_WORK TO BE COMPLETED:_ The answer must be the full listing, reproduced without any change.
━━━━━ RECORDED DATA
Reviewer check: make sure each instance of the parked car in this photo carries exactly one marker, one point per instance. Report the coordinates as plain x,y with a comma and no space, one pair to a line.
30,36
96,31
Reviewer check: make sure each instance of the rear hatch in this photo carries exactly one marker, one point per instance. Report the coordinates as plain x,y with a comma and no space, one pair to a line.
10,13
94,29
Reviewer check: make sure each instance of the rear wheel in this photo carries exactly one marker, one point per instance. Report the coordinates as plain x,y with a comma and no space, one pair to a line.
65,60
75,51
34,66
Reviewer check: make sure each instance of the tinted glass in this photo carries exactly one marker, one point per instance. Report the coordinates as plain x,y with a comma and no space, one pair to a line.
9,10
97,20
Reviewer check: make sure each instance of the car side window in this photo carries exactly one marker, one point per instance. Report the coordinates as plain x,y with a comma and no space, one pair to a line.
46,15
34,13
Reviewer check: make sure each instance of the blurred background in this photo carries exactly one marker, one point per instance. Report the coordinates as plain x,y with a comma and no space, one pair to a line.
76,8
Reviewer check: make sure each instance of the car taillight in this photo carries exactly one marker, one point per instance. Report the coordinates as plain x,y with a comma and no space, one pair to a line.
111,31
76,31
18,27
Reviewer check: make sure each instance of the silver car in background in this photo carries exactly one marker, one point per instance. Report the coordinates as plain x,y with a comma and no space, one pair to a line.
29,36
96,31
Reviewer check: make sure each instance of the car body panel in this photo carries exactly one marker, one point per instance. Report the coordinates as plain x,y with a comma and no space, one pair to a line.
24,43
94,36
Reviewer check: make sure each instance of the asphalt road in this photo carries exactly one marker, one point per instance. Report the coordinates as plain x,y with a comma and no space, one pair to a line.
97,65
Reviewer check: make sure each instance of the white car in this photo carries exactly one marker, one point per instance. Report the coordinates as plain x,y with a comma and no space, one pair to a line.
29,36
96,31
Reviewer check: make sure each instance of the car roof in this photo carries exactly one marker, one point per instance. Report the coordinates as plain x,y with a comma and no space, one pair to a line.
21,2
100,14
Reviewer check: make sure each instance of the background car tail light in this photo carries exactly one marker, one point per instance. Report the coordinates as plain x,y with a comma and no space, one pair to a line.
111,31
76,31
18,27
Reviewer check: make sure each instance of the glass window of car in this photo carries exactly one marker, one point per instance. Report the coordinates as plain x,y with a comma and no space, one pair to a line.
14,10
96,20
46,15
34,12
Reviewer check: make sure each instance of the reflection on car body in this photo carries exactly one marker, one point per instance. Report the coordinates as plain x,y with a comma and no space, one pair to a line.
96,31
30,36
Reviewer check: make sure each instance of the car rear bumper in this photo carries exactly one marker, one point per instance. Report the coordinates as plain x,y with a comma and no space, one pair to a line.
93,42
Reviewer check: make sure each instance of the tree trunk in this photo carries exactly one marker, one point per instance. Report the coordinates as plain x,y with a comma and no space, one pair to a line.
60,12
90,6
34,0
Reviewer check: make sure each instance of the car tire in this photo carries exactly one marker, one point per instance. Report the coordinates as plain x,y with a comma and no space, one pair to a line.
━━━━━━━━━━
_WRITTEN SOLUTION:_
Reviewer check: make sure each instance of the parked car in this photo carries exactly one marker, one point per instance. Report the coordinates as plain x,y with a comma and no space, one pair to a line.
30,36
96,31
Reviewer check: make sure each instance of the rear hatch in this photo carries exactly one marker, one point per instance. Report the coordinates as plain x,y with a comma and no space, one pair to a line.
10,13
94,29
Reviewer check: make sure each instance of the rear wheel in this photo carries exactly one marker, one point per instance. Report the coordinates as plain x,y with a comma and no space, one pair to a line.
65,60
75,51
34,66
Reviewer check: make sure each instance of the tinted glass in this photo carries exactly one marker, one point per instance. Report the coordinates as plain x,y with a comma and no space, one pair to a line.
9,10
97,20
Reviewer check: make sure each instance of the car side window in this photo carries exactly one marker, one point per instance. Report the coordinates as plain x,y with a comma and no space, one pair to a line.
46,15
34,13
Reviewer check: make sure each instance of the blurred background in this photo carries exactly one marker, one point per instance. Report the coordinates as plain x,y with a comma and no space, one pair to a line.
76,8
Reviewer check: make sure each instance of the car taillight in this photo carries exactly one marker, one point per instance. Report the coordinates as plain x,y with a comma and no space, one pair to a line.
111,31
76,31
18,27
Reviewer check: make sure each instance of the silver car in background in this photo carries exactly one marker, one point per instance. Report the coordinates as plain x,y with a comma and no space, one pair to a line.
29,36
96,31
Reviewer check: make sure each instance of the car body panel in this photo carries exactly one marker, one point per instance. Report the coordinates as plain x,y with a comma and no space, one pair to a line.
24,43
94,36
Reviewer check: make sure each instance of the asphalt road in this photo carries exactly one marker, one point per instance. Report the coordinates as plain x,y with a comma and no space, one pair to a line.
97,65
Reviewer check: make sure each instance of the white car in this photo carries exactly one marker, one point per instance. Report the coordinates as plain x,y with a comma and no space, one pair to a line.
29,36
96,31
Reviewer check: make sure each instance of the car roof in this photo carries exactly one marker, one point per instance. Report the coordinates as plain x,y with a comma and no space, one pair to a line.
21,2
100,14
Reviewer check: make sure each instance of the background car tail light in this photo carries exactly one marker, one point per instance. Report the coordinates as plain x,y with a comma and no space, one pair to a line.
111,31
76,31
18,27
Reviewer check: make sure each instance of the glass window of car in this photo carries exactly one marker, one point per instance. Report the coordinates as plain x,y with a comma and no space, one pair to a line.
14,10
96,20
46,15
34,12
Reviewer check: make sure each instance of the reflection on car body in this photo carries exactly one marker, one point per instance. Report the coordinates as plain x,y with a comma and no space, one pair to a line.
96,31
30,36
Reviewer check: make sure each instance of the car rear bumper in this photo carries exactly one marker, one point per instance. Report the coordinates as plain x,y with a comma and no space, one pair to a line.
93,42
Reviewer check: make sure each instance of the tree trunk in this photo carries exactly one marker, one point per instance. Report the coordinates as plain x,y with a comma and no space, one pair to a line.
60,12
90,6
34,0
Reviewer check: make sure each instance of the car tire in this photo carries exactly one marker, one point per instance. Report the coordinates as plain x,y with a comma and no space, one pair to a line.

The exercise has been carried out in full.